Task:
All of the entries must be reproduced exactly, with no images carried over.

Dataset entries:
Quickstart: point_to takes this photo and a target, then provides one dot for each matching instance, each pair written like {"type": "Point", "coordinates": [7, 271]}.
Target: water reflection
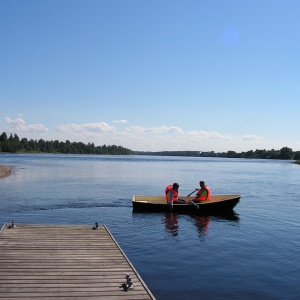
{"type": "Point", "coordinates": [202, 223]}
{"type": "Point", "coordinates": [171, 223]}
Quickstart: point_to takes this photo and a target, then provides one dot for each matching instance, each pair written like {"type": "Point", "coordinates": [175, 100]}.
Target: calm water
{"type": "Point", "coordinates": [253, 254]}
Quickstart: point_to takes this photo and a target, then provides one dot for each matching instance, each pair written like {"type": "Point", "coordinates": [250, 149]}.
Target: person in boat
{"type": "Point", "coordinates": [171, 194]}
{"type": "Point", "coordinates": [203, 194]}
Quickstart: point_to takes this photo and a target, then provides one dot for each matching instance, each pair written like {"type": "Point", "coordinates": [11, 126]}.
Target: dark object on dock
{"type": "Point", "coordinates": [65, 262]}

Complete answer:
Quickstart: point_to takes this photo and a target, then provides one dot for each matching instance, each pair written like {"type": "Point", "coordinates": [7, 271]}.
Target: water reflection
{"type": "Point", "coordinates": [202, 223]}
{"type": "Point", "coordinates": [171, 223]}
Quickstart: point_to takes this photo and a target, then provides one dot for each matching instance, each pair written like {"type": "Point", "coordinates": [175, 100]}.
Target: calm water
{"type": "Point", "coordinates": [253, 254]}
Quickstart: point_to takes this photo and a target, then provides one dot for each matching instance, each pair written like {"type": "Point", "coordinates": [250, 149]}.
Target: person in boat
{"type": "Point", "coordinates": [171, 194]}
{"type": "Point", "coordinates": [203, 194]}
Quickstart: point_to takes this photo and a target, then provides one dot for each matching instance, each pair written like {"type": "Point", "coordinates": [11, 126]}.
Target: dark object on dock
{"type": "Point", "coordinates": [65, 262]}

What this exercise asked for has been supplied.